## Short task
Reproduce all of the records below, substituting "place a marker" for every occurrence of "drop a point" and leaving everything else unchanged.

Object point labels

——

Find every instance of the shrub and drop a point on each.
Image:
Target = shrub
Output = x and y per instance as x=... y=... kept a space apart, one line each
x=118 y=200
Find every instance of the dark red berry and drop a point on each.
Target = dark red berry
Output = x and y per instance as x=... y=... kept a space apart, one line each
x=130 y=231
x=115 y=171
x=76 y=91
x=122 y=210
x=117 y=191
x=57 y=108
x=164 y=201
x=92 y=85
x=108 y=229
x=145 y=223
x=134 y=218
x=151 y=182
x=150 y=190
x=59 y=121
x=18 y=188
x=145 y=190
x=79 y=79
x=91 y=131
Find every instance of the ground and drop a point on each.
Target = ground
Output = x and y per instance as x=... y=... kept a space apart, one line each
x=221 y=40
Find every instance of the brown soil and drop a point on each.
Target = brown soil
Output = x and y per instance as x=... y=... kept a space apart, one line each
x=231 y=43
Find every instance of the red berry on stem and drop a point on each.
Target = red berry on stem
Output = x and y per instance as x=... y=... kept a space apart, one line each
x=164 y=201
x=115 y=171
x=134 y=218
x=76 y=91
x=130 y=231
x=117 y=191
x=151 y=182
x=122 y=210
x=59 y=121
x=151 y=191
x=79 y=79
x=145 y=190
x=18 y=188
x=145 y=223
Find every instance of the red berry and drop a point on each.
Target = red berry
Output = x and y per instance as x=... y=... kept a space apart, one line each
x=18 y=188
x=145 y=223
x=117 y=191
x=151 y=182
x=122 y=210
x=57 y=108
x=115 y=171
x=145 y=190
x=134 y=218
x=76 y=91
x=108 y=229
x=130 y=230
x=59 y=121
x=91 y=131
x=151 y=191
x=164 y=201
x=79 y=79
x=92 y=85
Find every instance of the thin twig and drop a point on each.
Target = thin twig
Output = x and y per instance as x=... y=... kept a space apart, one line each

——

## Written answer
Find every instance of the shrub and place a marker on each.
Image:
Target = shrub
Output = x and y per instance as x=... y=... kept a space apart, one line each
x=118 y=200
Find every instance of the dark red berry and place a marker on each.
Target = dark red berry
Output = x and y per instance as x=... y=... kept a space apart, one line each
x=130 y=231
x=115 y=171
x=76 y=91
x=122 y=210
x=117 y=191
x=57 y=108
x=164 y=201
x=92 y=85
x=108 y=229
x=145 y=223
x=134 y=218
x=151 y=182
x=150 y=190
x=59 y=121
x=18 y=188
x=145 y=190
x=79 y=79
x=91 y=131
Find every instance of the ground and place a marker on each.
Target = ground
Output = x and y per instance as x=... y=... kept a space apart, one line each
x=221 y=40
Find every instance of the brown soil and place a marker on each.
Target = brown soil
Output = x and y per instance as x=... y=... kept a space apart, one line each
x=231 y=43
Find every instance of the red berry on stem and place a marker on each.
Target = red berry on stem
Output = x and y per instance as x=... y=... kept a space apart, one line each
x=164 y=201
x=115 y=171
x=134 y=218
x=76 y=91
x=130 y=231
x=117 y=191
x=151 y=182
x=122 y=210
x=59 y=121
x=151 y=191
x=79 y=79
x=145 y=190
x=18 y=188
x=145 y=223
Find every instance of the red berry and place a marker on each.
Target = red berry
Output = x and y per instance as x=... y=... kept a space apart, one line each
x=18 y=188
x=145 y=223
x=117 y=191
x=151 y=182
x=122 y=210
x=57 y=108
x=115 y=171
x=145 y=190
x=134 y=218
x=76 y=91
x=108 y=229
x=130 y=230
x=59 y=121
x=91 y=131
x=151 y=191
x=164 y=201
x=79 y=79
x=92 y=85
Find every instance of the thin twig and place a marker on each.
Target = thin twig
Output = x and y per instance as x=... y=... kept a space apart, one line each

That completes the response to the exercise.